[Items from a data source]
---

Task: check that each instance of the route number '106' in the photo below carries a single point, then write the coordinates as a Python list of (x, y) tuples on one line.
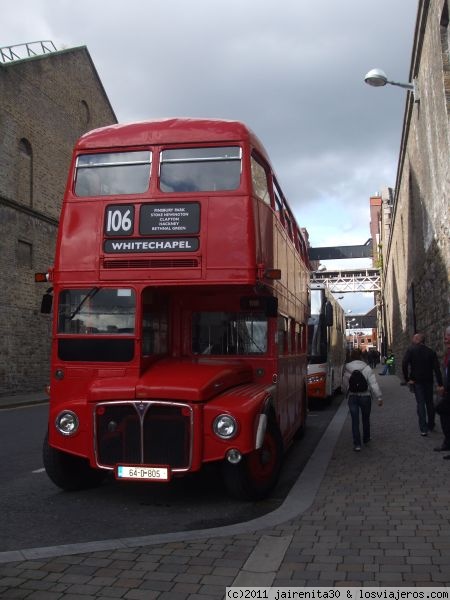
[(119, 220)]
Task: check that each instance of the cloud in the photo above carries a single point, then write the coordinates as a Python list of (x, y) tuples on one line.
[(292, 71)]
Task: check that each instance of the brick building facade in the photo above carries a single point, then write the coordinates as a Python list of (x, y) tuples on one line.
[(415, 219), (46, 103)]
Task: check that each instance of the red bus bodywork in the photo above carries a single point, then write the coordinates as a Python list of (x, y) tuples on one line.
[(180, 309)]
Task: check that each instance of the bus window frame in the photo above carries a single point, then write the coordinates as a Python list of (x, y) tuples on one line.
[(95, 167), (189, 160)]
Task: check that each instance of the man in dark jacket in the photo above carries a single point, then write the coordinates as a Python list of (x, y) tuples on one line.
[(418, 365), (445, 410)]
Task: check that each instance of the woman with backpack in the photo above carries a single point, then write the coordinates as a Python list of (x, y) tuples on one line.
[(360, 385)]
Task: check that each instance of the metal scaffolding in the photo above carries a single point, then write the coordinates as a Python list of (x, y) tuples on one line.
[(349, 280)]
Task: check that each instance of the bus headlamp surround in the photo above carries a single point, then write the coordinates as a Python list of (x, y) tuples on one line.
[(225, 426), (67, 423)]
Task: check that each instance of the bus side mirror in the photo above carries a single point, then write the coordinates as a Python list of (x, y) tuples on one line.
[(46, 303), (328, 314)]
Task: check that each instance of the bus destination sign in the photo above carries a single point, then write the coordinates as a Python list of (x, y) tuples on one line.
[(155, 220), (163, 219), (151, 245)]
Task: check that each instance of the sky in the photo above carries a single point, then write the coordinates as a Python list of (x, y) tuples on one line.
[(293, 71)]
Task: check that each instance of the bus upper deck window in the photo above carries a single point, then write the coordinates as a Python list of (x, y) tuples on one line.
[(112, 174), (200, 169)]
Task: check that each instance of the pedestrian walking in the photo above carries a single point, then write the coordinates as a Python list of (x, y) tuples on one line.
[(443, 406), (419, 364), (389, 364), (360, 385)]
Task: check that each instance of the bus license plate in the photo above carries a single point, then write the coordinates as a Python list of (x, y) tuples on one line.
[(142, 473)]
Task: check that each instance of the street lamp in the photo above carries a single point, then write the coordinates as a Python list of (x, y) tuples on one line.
[(378, 78), (355, 335)]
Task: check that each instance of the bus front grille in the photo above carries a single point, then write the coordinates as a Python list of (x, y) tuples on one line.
[(151, 263), (147, 433)]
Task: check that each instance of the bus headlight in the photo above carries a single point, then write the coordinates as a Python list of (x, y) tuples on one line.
[(67, 422), (225, 426)]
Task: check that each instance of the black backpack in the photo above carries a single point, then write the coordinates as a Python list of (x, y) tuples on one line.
[(357, 382)]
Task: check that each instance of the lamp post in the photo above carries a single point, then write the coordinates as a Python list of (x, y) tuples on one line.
[(378, 78)]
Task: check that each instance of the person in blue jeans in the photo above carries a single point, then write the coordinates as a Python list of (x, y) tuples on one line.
[(360, 401), (419, 364)]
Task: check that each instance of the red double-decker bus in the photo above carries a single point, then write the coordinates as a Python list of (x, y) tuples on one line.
[(180, 303)]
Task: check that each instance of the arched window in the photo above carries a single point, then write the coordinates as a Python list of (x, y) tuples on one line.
[(85, 112), (25, 173)]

---

Problem to work on
Return the lines from the one containing "Task: check that each instance of the street" through the last line of the records. Include both ends and nothing else.

Response
Task: check that each instance of the street lamp in the photo above carries a single point, then write the coordinates as a Python list of (x, y) tuples on one line.
[(378, 78), (355, 335)]
Task: check that each instance of the bus front grille in the photo above carries a single point, then write the coordinates as a Python list of (x, y) tuples on one line.
[(151, 263), (147, 433)]
Task: check that each instance of the bus headlight in the photo above carries a single point, then write the coordinates as a Python list of (x, y) tuples on one line.
[(67, 422), (225, 426)]
Task: check that each instance of the black backpack in the photo above carries a single point, then write the coordinates as a Python list of (x, y) tuples on one line.
[(357, 382)]
Task: check that each instance of the lamp post in the photo above carries a single point, then write the coordinates as a Python list of (x, y) tuples on one line.
[(378, 78)]
Task: check that each instance of the person in blue jeans in the photo above carries a single point, then write the coordinates as a Python list of (x, y) tuples on one line.
[(360, 401), (419, 364)]
Task: check that each instance of the red double-decker bus in the photo above carries a single point, then write the coordinates as a Python list of (x, y) tuples on one line.
[(180, 303)]
Task: check that each instance of the arched window in the photo above carries a single point, then write the coordinates as a Python list of (x, y) tuples on one line.
[(85, 112), (25, 173)]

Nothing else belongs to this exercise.